[Data for this exercise]

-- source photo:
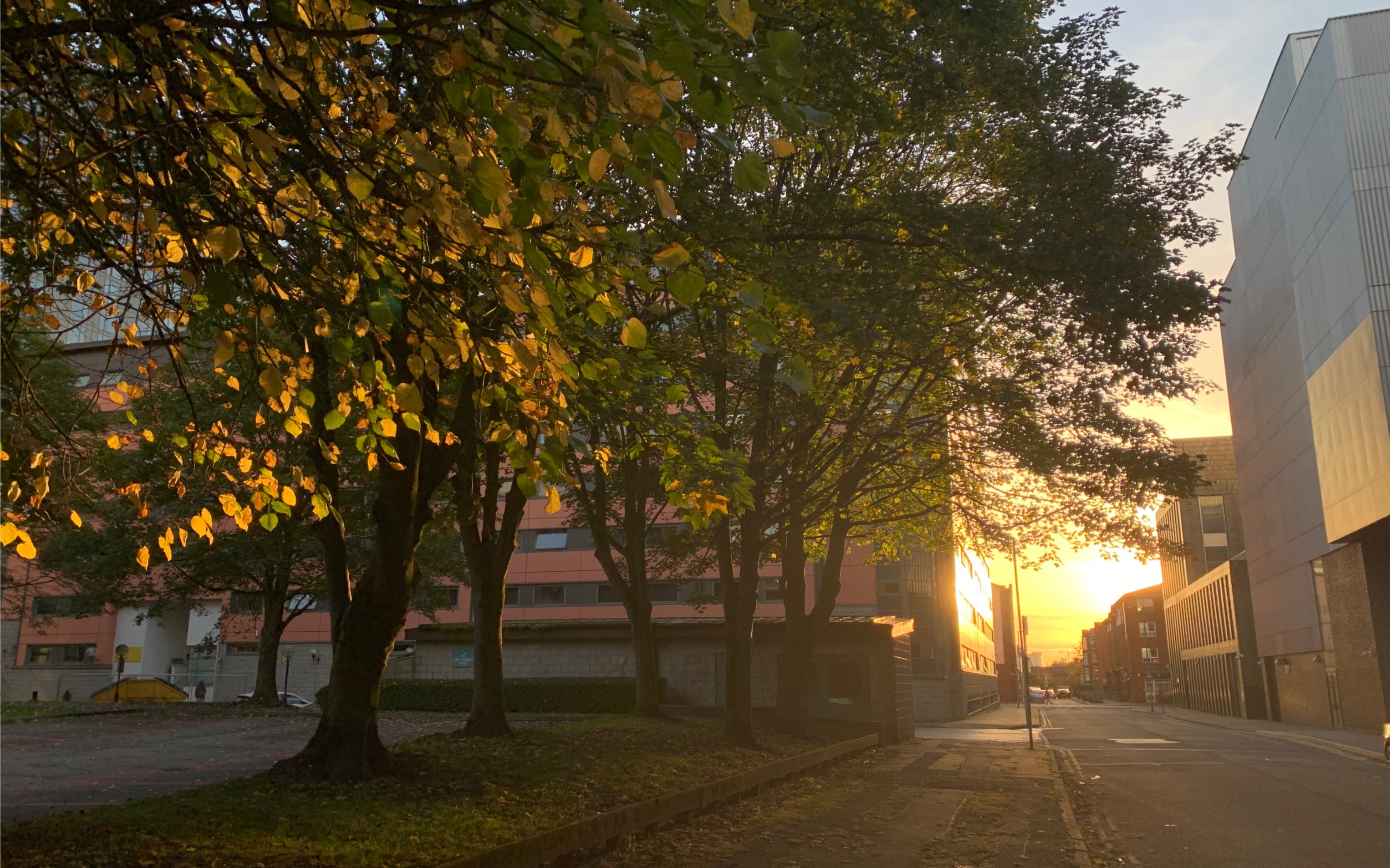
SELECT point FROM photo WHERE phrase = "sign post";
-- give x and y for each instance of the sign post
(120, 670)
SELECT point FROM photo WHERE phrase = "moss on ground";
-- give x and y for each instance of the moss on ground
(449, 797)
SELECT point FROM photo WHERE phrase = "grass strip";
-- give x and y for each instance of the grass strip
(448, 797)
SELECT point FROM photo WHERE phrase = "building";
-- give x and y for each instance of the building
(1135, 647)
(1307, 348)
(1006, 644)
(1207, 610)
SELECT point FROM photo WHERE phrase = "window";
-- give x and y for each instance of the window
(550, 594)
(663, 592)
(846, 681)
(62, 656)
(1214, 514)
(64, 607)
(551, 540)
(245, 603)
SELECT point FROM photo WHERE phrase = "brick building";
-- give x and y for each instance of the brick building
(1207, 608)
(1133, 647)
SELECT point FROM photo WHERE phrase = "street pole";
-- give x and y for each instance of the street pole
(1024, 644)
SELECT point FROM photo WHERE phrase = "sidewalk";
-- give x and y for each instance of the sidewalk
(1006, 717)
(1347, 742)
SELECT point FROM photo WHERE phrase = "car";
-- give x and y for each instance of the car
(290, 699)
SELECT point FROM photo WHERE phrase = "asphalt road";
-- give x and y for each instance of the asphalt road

[/Data for this exercise]

■ What the exercise asks ■
From the entries, report each line that includes the word "WHERE".

■ Task result ■
SELECT point FROM photo WHERE phrase = "sign post";
SELECT point FROM photo WHERE phrase = "moss on ground";
SELECT point FROM photo WHERE phrase = "grass strip";
SELECT point FROM photo WHERE phrase = "building";
SELECT point FROM photo WHERE phrase = "window";
SELECT point FROM photo WHERE phrase = "brick building";
SELECT point FROM photo WHERE phrase = "street pole";
SELECT point FROM photo WHERE phrase = "sidewalk";
SELECT point FROM photo WHERE phrase = "car";
SELECT point FROM photo WHERE phrase = "asphalt road";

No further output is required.